Here in the Garden State, DWI checkpoints (or drunk driving roadblocks, by which they are also referred) are a common tool used by police departments to help decrease the number of alcohol-related traffic accidents, as well as to signal to drivers that drunk driving is in no way being tolerated any more. That said, it is still rather confusing to the general public regarding the how and why of these seemingly invasive means of generating DWI arrests.
Because the U.S. Constitution protects the public from unreasonable search and seizure, many trial lawyers find the use of sobriety roadblocks and DWI checkpoints somewhat of an affront to the basic rights afforded citizens by the Bill of Rights. Yet, despite the fundamental argument that motorist should be protected against unreasonable search or seizure by the police during a traffic stop, the Supreme Court has previously upheld the constitutionality of drunk driving checkpoints as a means for ensuring the public good.
As most any New Jersey driver is no doubt aware, anti-drunken driving enforcement in the Garden State is undertaken in a number of different ways depending on the season or circumstances. Enhanced roving drunk driving police patrols throughout counties like Hudson, Atlantic, Bergen and Middlesex are often employed before and during popular holidays such as July Fourth, Memorial Day and New Year’s. The use of DWI-DUI checkpoints and sobriety roadblocks is also thought to catch a percentage of motorists who may be inebriated behind the wheel.

• DATASET EXTRACT
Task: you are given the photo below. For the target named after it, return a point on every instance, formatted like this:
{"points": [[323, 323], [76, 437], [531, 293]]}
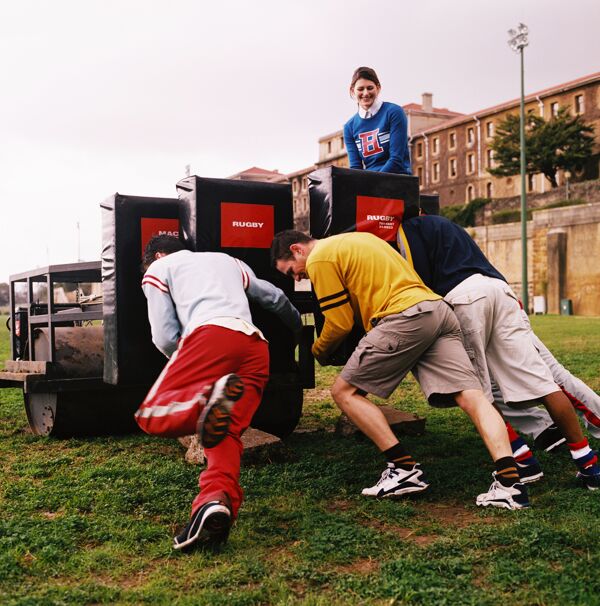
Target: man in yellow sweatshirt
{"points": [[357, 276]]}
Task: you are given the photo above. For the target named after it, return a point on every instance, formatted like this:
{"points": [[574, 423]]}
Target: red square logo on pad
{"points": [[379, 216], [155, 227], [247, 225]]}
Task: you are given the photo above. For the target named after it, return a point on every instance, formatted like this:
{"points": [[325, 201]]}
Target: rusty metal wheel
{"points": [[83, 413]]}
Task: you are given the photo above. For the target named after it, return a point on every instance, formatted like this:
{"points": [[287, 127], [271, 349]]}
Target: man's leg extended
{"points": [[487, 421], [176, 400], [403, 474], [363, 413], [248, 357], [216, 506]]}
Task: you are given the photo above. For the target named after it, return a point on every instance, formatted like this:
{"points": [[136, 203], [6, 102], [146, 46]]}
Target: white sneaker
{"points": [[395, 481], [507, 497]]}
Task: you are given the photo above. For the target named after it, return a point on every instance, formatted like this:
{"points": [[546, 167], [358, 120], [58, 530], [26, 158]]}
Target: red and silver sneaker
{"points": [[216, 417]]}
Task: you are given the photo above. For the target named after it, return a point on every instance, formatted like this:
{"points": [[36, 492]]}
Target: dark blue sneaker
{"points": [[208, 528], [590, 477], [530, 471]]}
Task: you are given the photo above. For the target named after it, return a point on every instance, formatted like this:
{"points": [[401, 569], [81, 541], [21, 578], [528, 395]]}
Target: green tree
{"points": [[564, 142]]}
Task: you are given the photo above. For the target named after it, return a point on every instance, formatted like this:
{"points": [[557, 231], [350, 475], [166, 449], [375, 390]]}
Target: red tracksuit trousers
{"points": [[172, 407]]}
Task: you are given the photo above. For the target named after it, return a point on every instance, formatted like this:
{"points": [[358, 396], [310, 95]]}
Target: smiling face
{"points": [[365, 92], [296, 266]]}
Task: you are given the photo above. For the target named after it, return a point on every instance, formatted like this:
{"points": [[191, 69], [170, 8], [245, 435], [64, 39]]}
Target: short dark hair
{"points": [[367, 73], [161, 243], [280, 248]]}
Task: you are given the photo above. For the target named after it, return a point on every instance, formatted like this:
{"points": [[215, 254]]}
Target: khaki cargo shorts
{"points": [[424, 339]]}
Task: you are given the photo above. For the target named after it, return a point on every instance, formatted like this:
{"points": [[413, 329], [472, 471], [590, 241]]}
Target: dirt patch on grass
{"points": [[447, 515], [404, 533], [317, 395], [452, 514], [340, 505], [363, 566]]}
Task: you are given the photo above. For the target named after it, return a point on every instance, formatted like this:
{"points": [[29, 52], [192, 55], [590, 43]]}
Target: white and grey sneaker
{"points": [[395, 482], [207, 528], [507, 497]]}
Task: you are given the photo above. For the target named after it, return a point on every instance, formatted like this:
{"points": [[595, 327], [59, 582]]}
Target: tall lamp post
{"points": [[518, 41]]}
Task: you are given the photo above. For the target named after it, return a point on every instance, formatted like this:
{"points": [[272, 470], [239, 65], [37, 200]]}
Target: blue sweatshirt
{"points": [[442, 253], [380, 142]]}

• TASK GOAL
Continue the text on New Jersey DWI checkpoints from the point where it stops, picking up after its last sentence.

• ANSWER FOR THE TASK
Drunken driving roadblocks, which must be set up according to legal requirements established by the courts, can be found from time to time in various locations all over the state. These roadside checkpoints are usually encountered in the late evening and early morning hours on weekends. Their locations must be chosen based on the statistically high incidence of drunken driving in the particular area where they are erected.
The legal requirements regarding placement of a checkpoint has to do with two main points. The first is that law enforcement officials must be able to show that statistical data demonstrates that the particular stretch of roadway on which the roadblock is sited is a prime location for drunk driving incidents. Second, the police must provide the public with advance notice of any roadblock scheduled for an area. With regard to the latter, the courts have required state, county and municipal law enforcement authorities to publish the locations, dates and times of future sobriety roadblocks.
Regardless of the advance notice, it is a certainty that most any sobriety checkpoint will eventually catch one or more motorists who may be legally intoxicated. Police officers at one such DWI roadblock in Berkeley Twp., NJ, arrested and charged four individuals with operating a motor vehicle while under the influence of alcohol during Labor Day weekend last September.
Of those stopped at that Ocean County roadside checkpoint along a portion of Rte 9 near the township’s recreation center, three people were charged with DWI, while one driver was charged with possession of marijuana (less than 50g). Three others were stopped and arrested on outstanding warrants. Police ended up impounding three cars in accordance with “John’s Law” and issued some additional citations for other traffic or motor vehicle violations, of which three drivers were found to have been driving an unregistered motor vehicle.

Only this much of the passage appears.